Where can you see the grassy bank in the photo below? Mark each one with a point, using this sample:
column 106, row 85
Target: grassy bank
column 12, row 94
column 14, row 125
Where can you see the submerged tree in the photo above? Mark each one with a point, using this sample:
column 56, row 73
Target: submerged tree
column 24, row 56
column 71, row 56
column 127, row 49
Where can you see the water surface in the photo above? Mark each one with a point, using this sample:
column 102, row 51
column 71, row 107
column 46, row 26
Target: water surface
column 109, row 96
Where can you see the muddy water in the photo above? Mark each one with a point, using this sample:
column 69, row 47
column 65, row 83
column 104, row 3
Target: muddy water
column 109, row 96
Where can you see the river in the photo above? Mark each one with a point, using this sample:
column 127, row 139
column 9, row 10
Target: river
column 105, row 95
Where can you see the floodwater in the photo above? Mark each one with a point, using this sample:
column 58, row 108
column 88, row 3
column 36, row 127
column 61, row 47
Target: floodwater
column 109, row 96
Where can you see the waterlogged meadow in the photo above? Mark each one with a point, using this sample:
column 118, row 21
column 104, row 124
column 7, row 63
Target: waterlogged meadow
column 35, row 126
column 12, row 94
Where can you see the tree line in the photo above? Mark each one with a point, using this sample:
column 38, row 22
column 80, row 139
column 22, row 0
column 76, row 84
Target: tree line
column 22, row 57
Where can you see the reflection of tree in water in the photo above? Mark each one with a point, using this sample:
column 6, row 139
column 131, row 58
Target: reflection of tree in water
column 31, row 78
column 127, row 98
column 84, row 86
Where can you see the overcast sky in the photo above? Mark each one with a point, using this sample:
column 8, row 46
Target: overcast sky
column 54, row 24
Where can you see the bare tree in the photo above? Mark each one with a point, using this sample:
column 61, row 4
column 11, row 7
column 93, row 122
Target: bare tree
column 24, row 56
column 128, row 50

▶ EXERCISE DIRECTIONS
In the material above, show every line where the word "this" turns up.

▶ PROBLEM SOLUTION
Where can you see the grassy bank in the photo below? Mark each one with a point, using this sample:
Where can you see the submerged tree in the photo above? Mark each one with a point, using this sample:
Where can you see the water surface in the photo above? Mark each one with a point, using this sample:
Where can you see the muddy water in the photo above? Mark each one with a point, using this sample:
Where can you see the river in the photo above? Mark each one with a point, using this sample:
Where can you see the floodwater in the photo above? Mark each one with a point, using this sample:
Where can you see the waterlogged meadow in the photo above? Mark each one with a point, using this sample:
Where can you see the tree line in the photo above? Mark each one with a point, using this sample:
Where can you see the reflection of tree in water in the photo above? Mark each one with a point, using this sample:
Where can you see the overcast sky in the photo above? Mark each one with a point, using this sample:
Where can you see the bare tree in the photo above? Mark each one with a point, using this sample:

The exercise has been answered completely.